Top of THE RECORDS
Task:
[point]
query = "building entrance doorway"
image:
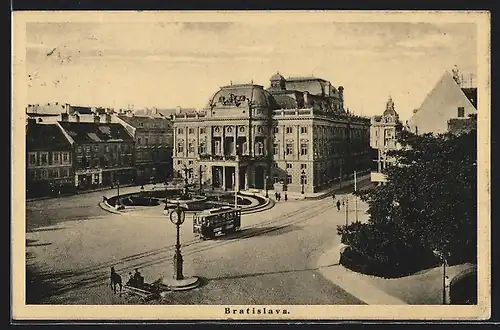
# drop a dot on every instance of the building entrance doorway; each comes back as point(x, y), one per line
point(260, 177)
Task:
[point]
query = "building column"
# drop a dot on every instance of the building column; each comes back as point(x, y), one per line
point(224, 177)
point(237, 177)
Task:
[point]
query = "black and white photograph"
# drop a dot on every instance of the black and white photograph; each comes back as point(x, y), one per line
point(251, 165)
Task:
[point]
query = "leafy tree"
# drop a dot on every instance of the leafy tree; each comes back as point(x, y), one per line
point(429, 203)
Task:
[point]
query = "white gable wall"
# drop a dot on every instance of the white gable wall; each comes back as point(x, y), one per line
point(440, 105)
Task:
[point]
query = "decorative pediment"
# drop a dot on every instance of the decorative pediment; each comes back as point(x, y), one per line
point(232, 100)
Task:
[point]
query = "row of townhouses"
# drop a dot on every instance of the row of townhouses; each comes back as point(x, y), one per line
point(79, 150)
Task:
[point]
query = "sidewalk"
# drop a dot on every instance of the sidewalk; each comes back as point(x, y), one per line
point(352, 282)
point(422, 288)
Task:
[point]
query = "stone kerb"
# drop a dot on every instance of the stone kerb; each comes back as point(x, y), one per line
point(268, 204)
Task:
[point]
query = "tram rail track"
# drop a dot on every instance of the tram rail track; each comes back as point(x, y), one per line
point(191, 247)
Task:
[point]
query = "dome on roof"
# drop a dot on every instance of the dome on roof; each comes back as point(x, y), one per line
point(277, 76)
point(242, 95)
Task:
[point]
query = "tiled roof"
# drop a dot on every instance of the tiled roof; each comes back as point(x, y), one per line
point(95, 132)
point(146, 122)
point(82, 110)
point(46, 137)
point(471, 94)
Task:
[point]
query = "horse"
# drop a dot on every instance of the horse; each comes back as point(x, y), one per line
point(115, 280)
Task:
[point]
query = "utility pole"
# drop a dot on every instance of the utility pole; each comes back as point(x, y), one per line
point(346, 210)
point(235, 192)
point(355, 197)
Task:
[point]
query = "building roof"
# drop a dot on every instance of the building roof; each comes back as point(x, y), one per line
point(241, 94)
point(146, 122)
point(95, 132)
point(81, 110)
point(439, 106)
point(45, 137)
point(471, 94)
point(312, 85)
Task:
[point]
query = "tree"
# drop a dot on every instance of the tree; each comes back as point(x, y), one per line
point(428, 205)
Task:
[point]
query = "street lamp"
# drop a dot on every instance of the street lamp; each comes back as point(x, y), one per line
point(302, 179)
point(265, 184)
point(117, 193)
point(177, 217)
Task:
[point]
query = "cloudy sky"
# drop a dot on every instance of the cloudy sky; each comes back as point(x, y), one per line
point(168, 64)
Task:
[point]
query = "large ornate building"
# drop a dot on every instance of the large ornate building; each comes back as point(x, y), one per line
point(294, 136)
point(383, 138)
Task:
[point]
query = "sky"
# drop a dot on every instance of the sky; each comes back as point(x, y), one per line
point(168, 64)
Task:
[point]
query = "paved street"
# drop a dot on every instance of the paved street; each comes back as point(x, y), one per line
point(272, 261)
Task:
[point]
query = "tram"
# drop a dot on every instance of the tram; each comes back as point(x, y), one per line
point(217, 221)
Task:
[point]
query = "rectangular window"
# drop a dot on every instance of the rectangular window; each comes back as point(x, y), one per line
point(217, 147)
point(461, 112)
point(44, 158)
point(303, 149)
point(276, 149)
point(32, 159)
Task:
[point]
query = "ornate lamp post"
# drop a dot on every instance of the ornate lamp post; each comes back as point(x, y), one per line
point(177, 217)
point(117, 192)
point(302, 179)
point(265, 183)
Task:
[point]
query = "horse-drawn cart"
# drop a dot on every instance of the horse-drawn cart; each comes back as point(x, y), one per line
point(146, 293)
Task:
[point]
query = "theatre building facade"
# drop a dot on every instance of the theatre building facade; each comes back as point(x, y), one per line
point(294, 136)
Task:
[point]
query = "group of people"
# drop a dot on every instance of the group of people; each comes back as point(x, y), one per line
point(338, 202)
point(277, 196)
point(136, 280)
Bottom of THE RECORDS
Top of THE RECORDS
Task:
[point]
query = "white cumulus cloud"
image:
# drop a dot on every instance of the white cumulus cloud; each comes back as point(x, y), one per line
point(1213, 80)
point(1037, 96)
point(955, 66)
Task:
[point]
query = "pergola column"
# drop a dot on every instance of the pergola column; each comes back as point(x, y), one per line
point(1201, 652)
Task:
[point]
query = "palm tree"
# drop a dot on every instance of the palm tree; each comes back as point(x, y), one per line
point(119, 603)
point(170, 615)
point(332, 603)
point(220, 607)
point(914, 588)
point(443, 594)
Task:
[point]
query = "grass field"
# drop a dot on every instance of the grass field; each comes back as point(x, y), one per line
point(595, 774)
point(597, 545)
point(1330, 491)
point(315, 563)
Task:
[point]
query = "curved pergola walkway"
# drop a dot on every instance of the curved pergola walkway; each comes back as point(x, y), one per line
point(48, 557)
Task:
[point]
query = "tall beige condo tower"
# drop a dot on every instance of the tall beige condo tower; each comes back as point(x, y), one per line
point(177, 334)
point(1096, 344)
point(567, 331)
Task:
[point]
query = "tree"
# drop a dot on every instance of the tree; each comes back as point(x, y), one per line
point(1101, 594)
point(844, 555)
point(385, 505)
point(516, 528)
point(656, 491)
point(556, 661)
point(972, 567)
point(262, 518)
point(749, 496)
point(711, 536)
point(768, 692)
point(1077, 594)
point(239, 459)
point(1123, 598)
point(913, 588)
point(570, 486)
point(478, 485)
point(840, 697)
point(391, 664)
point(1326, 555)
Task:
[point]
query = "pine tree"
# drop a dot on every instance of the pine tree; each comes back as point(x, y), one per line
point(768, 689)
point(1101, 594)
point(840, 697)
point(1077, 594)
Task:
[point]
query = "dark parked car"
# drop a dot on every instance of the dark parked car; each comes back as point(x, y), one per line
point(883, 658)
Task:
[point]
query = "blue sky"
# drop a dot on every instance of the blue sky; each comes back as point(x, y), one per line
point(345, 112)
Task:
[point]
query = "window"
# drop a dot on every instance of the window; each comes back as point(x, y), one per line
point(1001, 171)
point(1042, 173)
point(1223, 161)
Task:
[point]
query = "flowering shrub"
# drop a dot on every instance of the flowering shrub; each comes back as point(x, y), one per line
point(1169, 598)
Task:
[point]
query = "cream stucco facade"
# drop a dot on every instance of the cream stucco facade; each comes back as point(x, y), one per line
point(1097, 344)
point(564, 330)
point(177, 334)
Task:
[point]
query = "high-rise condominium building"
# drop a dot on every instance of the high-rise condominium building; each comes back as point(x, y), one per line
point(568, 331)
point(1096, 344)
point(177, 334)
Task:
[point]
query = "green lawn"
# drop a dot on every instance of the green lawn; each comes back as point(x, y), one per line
Bottom of THE RECORDS
Top of THE RECORDS
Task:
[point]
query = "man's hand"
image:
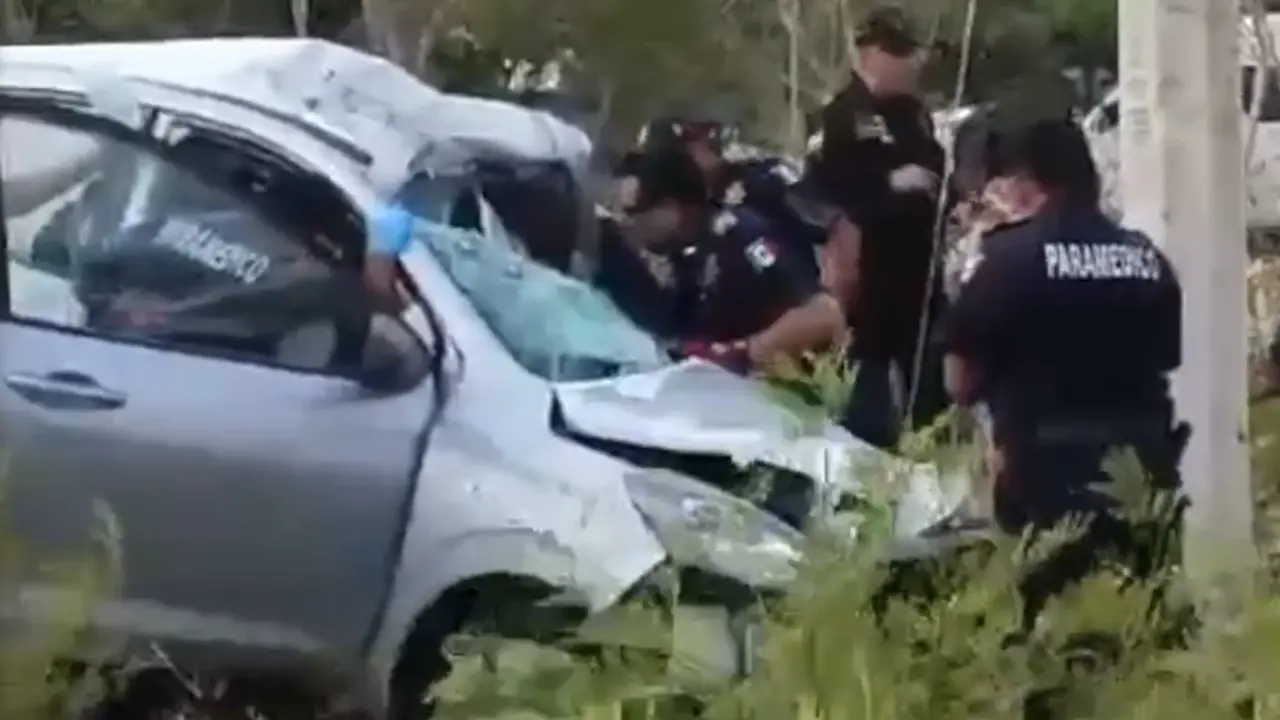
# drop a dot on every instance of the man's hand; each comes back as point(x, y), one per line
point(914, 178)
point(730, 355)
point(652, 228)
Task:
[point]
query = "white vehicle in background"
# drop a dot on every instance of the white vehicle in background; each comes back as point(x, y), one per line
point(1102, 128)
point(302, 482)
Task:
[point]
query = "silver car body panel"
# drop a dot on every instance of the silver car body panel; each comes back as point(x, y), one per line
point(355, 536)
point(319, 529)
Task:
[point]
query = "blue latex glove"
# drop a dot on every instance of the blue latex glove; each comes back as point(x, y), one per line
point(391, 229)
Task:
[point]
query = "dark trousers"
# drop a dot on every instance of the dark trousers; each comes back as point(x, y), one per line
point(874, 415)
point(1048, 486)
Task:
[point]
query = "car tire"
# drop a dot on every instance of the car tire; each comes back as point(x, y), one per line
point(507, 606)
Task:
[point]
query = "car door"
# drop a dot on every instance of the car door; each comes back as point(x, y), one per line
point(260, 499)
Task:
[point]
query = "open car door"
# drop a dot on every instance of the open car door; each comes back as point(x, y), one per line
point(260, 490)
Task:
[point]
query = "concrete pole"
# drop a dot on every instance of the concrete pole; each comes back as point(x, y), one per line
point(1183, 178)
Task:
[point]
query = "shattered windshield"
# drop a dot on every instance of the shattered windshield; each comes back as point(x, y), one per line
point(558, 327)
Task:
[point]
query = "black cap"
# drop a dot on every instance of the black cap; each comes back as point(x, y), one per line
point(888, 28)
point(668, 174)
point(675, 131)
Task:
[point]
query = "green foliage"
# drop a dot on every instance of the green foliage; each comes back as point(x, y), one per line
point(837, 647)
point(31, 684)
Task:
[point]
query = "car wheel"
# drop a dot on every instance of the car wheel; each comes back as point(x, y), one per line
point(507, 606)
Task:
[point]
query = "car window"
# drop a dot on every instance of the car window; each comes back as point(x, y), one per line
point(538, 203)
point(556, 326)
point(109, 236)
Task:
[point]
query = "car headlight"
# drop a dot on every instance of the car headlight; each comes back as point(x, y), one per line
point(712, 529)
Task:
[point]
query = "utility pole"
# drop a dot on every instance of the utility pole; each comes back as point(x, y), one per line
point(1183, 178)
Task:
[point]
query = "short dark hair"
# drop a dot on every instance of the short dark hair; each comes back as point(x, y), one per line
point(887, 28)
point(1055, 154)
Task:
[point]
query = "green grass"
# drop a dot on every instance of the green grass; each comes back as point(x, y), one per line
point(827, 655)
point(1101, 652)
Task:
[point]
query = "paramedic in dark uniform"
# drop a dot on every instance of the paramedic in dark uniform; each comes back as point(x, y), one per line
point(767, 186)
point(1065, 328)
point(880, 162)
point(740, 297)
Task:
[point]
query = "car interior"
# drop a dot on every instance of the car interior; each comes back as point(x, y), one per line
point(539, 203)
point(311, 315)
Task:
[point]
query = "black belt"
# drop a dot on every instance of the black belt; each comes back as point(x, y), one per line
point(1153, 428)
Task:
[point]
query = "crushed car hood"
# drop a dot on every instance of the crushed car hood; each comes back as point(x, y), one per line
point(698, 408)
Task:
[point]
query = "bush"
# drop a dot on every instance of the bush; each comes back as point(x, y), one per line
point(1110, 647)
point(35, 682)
Bottom of THE RECORDS
REQUIREMENT →
In the records above, some lines hold the word "lawn"; copy each such line.

ANSWER TO THIS PROBLEM →
query = "green lawn"
# drop a dot on every instance of the green lawn; each comes back as point(x, y), one per line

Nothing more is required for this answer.